▶ **Texte du document**
####################
Finalement, l’auteur aborde la troisième partie qu’il désigne par le verbe transmettre. Selon lui, le père doit léguer tout ce qu’il peut à son enfant, tout en laissant son enfant choisir ce qu’il conservera « être père c’est renoncer à ce que son chérubin ne soit pas son prolongement idéal. » (p. 146) C’est aussi renoncer à l’image du père tout-puissant qu’il a été pour son enfant. Si l’homme arrive à accepter et à supporter tout cela, son enfant se sentira libre de s’approprier, à sa façon, les valeurs et les idéaux transmis. Une fois tout ceci accepté, le rôle du père est de transmettre les diverses lois. C’est de cette manière qu’il amènera son enfant à s’intégrer correctement dans notre société. Cependant, le père, de nos jours, n’est plus seul à assumer cette tâche, les mères jouent de plus en plus ce rôle, parfois avec l’intervention de différents professionnels. L’auteur rappelle que notre enfant n’est et ne sera pas notre copie conforme. Il est un être à part entière qui fera ses propres expériences et construira ses opinions à partir de son entourage et de ses expériences.
Le livre de Jean-Claude Liaudet amène le père à réfléchir à la place qui lui revient dans la famille. Il revient également sur le fait qu’il n’y a pas de recette pour élever un enfant, soulignant que tout est dans la finesse et l’assurance. Malheureusement, la mutation perpétuelle du rôle paternel engendre des difficultés auprès des pères qui tentent d’être cohérents avec le modèle actuel, lui-même en constante évolution. Il n’est d’ailleurs pas rare de croiser des pères éprouvant des difficultés à exercer leur rôle et ayant besoin des conseils.
####################
▶ **Données fournies**
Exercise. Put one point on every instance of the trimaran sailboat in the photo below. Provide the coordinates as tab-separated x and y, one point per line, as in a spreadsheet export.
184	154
####################
▶ **Série de consignes**
**A.** D’après le texte sur le rôle du père, qui assume de nos jours la tâche de transmettre les lois à l’enfant ? Citez tous les acteurs mentionnés.
**B.** Répondez aux questions suivantes à partir du texte sur le rôle du père.
(i) Par quel verbe l’auteur désigne-t-il la troisième partie ?
(ii) À quelle page se trouve la citation sur le renoncement du père ?
(iii) Selon le texte, sur quoi tout repose-t-il pour élever un enfant ?
**C.** Les affirmations suivantes concordent-elles avec le texte sur le rôle du père ? Répondez par oui ou par non et citez les mots du texte qui le montrent.
(i) Il existe une recette pour élever un enfant.
(ii) Les mères jouent de plus en plus le rôle de transmettre les lois.
(iii) L’enfant est présenté comme la copie conforme de ses parents.

▶ **Réponses attendues**
**A.**
Le père
Les mères
Différents professionnels

**B.**
(i) Le verbe « transmettre ».
(ii) À la page 146.
(iii) Sur la finesse et l’assurance.

**C.**
(i) Non : « il n’y a pas de recette pour élever un enfant ».
(ii) Oui : « les mères jouent de plus en plus ce rôle ».
(iii) Non : « notre enfant n’est et ne sera pas notre copie conforme ».